** START OF Data supplied **

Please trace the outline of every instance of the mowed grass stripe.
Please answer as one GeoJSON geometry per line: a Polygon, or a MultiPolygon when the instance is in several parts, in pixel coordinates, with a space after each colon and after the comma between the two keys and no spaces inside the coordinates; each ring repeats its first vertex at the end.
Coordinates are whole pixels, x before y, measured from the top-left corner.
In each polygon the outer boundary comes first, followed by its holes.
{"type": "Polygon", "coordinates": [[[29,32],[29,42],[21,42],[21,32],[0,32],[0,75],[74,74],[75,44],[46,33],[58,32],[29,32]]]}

** END OF Data supplied **

Put every line of the items into a Markdown table with the columns Row and Line, numbering the rows in order and leaving out blank lines.

| Row | Line |
|---|---|
| 1 | Please trace the outline of every instance of the mowed grass stripe. |
| 2 | Please answer as one GeoJSON geometry per line: a Polygon, or a MultiPolygon when the instance is in several parts, in pixel coordinates, with a space after each colon and after the comma between the two keys and no spaces inside the coordinates; each ring repeats its first vertex at the end. |
| 3 | Coordinates are whole pixels, x before y, measured from the top-left corner. |
| 4 | In each polygon the outer boundary comes first, followed by its holes. |
| 5 | {"type": "Polygon", "coordinates": [[[29,32],[29,42],[21,42],[21,32],[0,32],[0,75],[74,74],[75,44],[46,33],[58,32],[29,32]]]} |